### TEXT PROVIDED

################

Dr. Mike Lemon, the Medical Director of Wood County Hospital spoke more to this, telling 13abc how staffing is still a struggle as well, with doctors and nurses having to quarantine.

“At this point, we can serve our community as we have for many many years,” Dr. Lemon said, “but it’s very easy if a small percentage of people cause a large amount of infections to really give us all that we can handle as a smaller hospital.”

Larger area health systems like ProMedica are still catching up with more elective surgeries from the previous shutdown, with some facilities already scaling back on some of those procedures on an individual basis.

Medical Director Dr. Brian Kaminski says they want to avoid drawing a line in the sand and canceling all non-emergency care like back in March.

“We’d rather, with the experience that we’ve gained be able to selectively decide which ones are absolutely necessary and should continue based on the resources that we have, and which ones can actually wait a longer period of time to be done later,” said Kaminski.

################

### EXTRACTED MATERIAL

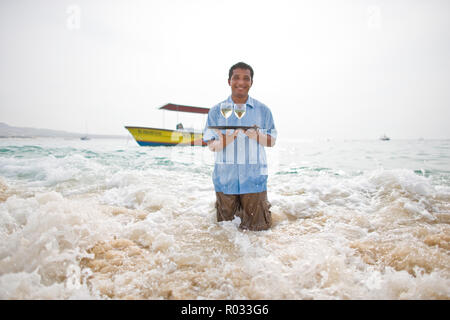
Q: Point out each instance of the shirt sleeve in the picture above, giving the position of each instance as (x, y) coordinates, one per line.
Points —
(210, 134)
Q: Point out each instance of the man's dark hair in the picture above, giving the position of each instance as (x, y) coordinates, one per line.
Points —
(240, 65)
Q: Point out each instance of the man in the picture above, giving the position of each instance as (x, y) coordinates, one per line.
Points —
(240, 171)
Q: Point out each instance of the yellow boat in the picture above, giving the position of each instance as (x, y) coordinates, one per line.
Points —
(145, 136)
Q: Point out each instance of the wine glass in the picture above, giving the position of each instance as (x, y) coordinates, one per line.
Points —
(226, 109)
(239, 110)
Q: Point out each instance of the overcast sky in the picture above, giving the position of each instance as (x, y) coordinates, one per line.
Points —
(327, 69)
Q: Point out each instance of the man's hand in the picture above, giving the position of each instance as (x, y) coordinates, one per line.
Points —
(224, 140)
(252, 133)
(265, 140)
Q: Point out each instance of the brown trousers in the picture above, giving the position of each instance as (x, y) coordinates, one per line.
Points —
(252, 208)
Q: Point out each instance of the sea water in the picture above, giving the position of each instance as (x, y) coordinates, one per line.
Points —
(107, 219)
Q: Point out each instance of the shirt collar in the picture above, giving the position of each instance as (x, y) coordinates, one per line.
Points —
(250, 101)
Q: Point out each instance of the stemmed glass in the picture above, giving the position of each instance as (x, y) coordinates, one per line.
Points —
(239, 110)
(226, 109)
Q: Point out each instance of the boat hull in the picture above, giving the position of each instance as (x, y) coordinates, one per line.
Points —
(163, 137)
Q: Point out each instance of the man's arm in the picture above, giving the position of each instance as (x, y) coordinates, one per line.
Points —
(265, 140)
(224, 140)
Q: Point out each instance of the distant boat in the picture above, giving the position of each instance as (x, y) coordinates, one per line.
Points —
(145, 136)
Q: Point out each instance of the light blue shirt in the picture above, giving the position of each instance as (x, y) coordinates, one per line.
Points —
(241, 167)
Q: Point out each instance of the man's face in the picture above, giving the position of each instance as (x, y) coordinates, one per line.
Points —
(240, 82)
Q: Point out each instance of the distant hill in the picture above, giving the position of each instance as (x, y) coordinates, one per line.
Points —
(7, 131)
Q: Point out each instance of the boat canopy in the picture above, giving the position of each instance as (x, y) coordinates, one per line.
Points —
(181, 108)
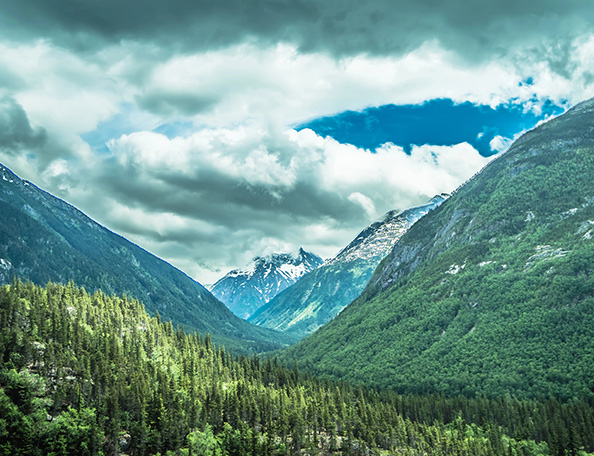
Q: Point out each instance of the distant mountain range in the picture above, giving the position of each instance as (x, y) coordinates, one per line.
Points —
(490, 294)
(320, 295)
(244, 291)
(43, 238)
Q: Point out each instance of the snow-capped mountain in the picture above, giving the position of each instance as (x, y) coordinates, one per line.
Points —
(246, 290)
(320, 295)
(378, 239)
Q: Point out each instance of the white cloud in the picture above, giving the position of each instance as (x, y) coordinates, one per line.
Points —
(271, 191)
(243, 183)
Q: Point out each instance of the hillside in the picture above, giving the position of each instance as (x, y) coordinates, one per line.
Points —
(43, 238)
(90, 375)
(319, 296)
(490, 294)
(245, 290)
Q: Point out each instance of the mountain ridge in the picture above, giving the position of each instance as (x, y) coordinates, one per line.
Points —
(320, 295)
(43, 238)
(491, 293)
(245, 290)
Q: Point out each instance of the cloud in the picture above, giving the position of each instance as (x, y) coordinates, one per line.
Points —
(16, 132)
(477, 31)
(90, 87)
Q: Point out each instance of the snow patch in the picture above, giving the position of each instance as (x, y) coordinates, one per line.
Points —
(455, 269)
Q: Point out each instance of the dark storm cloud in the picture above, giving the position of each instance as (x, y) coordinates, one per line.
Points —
(225, 200)
(16, 132)
(477, 29)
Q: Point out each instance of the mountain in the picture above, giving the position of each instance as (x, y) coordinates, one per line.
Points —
(320, 295)
(43, 238)
(244, 291)
(492, 293)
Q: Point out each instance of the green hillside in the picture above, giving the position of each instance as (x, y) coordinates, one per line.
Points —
(85, 375)
(492, 293)
(320, 295)
(43, 238)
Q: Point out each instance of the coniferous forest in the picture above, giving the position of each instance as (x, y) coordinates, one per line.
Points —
(84, 374)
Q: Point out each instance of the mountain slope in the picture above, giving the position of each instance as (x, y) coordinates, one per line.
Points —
(244, 291)
(490, 294)
(42, 238)
(320, 295)
(91, 375)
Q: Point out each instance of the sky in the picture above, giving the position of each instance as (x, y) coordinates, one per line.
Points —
(210, 132)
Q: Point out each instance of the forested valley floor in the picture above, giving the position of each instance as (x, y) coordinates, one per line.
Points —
(84, 374)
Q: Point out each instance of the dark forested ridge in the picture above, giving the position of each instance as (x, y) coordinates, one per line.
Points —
(43, 238)
(85, 374)
(320, 295)
(492, 293)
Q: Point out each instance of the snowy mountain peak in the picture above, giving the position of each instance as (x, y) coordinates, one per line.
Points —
(245, 290)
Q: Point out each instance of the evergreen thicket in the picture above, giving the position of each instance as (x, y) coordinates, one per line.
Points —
(85, 374)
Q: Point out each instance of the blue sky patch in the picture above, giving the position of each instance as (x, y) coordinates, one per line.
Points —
(435, 122)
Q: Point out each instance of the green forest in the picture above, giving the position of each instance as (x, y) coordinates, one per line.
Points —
(91, 374)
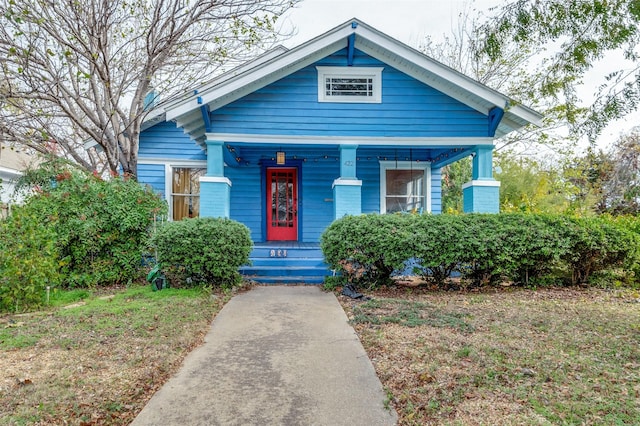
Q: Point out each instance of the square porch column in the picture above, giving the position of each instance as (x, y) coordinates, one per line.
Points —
(482, 193)
(347, 189)
(215, 188)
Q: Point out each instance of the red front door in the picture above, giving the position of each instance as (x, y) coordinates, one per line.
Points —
(282, 204)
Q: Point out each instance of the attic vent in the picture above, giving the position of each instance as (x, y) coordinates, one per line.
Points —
(349, 84)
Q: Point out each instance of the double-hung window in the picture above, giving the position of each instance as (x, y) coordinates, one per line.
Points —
(405, 187)
(185, 192)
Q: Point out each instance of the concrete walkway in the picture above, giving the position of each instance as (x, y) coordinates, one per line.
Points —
(277, 355)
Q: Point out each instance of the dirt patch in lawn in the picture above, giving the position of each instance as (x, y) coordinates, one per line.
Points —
(553, 356)
(99, 361)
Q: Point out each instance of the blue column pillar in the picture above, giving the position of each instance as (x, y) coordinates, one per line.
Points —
(482, 193)
(215, 188)
(347, 189)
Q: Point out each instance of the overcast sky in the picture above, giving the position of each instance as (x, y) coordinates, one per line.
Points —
(410, 21)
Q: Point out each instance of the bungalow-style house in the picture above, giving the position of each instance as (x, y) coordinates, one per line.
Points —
(349, 122)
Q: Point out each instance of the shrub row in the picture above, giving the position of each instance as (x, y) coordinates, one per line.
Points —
(74, 230)
(480, 248)
(203, 250)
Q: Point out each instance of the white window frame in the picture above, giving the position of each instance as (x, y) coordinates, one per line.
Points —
(375, 73)
(424, 167)
(168, 178)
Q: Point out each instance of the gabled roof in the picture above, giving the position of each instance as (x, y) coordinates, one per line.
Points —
(276, 64)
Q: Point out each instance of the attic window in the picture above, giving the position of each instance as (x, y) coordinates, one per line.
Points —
(349, 84)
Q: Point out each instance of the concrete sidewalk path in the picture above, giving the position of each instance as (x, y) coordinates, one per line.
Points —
(276, 355)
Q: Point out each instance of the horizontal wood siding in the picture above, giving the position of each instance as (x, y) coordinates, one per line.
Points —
(317, 195)
(153, 175)
(246, 202)
(436, 190)
(409, 108)
(165, 140)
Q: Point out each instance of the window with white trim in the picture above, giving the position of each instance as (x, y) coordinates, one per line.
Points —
(405, 186)
(185, 192)
(350, 84)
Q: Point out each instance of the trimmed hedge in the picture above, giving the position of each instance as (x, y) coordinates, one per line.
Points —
(481, 248)
(203, 251)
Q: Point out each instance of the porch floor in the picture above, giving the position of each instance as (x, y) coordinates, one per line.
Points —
(286, 262)
(286, 245)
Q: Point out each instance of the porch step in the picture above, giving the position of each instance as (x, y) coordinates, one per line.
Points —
(272, 264)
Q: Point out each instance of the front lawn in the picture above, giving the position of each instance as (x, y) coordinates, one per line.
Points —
(100, 359)
(563, 356)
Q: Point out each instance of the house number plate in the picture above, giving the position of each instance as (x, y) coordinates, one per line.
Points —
(278, 253)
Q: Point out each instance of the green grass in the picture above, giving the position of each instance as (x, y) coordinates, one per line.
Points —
(409, 314)
(109, 353)
(567, 357)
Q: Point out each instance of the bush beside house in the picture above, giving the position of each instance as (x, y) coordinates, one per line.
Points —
(523, 249)
(74, 230)
(203, 250)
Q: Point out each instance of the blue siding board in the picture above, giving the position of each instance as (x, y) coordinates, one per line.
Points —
(290, 106)
(165, 140)
(436, 190)
(408, 108)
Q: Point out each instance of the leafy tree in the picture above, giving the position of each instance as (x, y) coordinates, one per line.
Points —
(609, 181)
(99, 227)
(527, 185)
(80, 71)
(512, 71)
(571, 36)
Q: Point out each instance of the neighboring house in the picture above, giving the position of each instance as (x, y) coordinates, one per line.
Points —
(12, 162)
(350, 122)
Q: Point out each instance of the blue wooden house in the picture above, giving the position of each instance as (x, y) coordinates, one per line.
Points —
(350, 122)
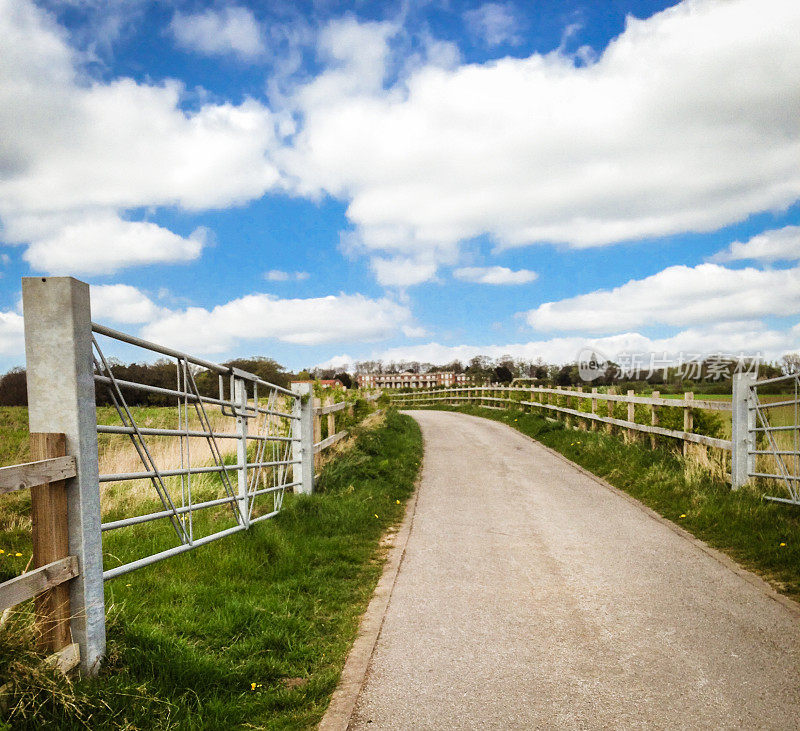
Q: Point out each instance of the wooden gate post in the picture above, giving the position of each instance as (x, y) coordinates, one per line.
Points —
(688, 419)
(50, 534)
(654, 419)
(631, 415)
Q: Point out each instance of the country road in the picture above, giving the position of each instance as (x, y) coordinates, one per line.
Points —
(531, 596)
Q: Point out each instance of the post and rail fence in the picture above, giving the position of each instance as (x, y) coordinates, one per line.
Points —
(276, 433)
(752, 433)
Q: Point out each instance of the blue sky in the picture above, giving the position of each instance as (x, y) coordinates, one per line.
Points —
(326, 182)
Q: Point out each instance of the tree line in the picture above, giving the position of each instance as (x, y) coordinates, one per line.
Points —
(162, 374)
(709, 375)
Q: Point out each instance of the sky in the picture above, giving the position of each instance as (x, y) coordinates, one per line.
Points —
(325, 182)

################

### ABOUT THIS TASK
Please rewrite the hospital article from "Larger area health" to "an individual basis.", changing "elective surgeries" to "planned operations". The data plays no part in this.

### RESPONSE TO THE EXERCISE
Larger area health systems like ProMedica are still catching up with more planned operations from the previous shutdown, with some facilities already scaling back on some of those procedures on an individual basis.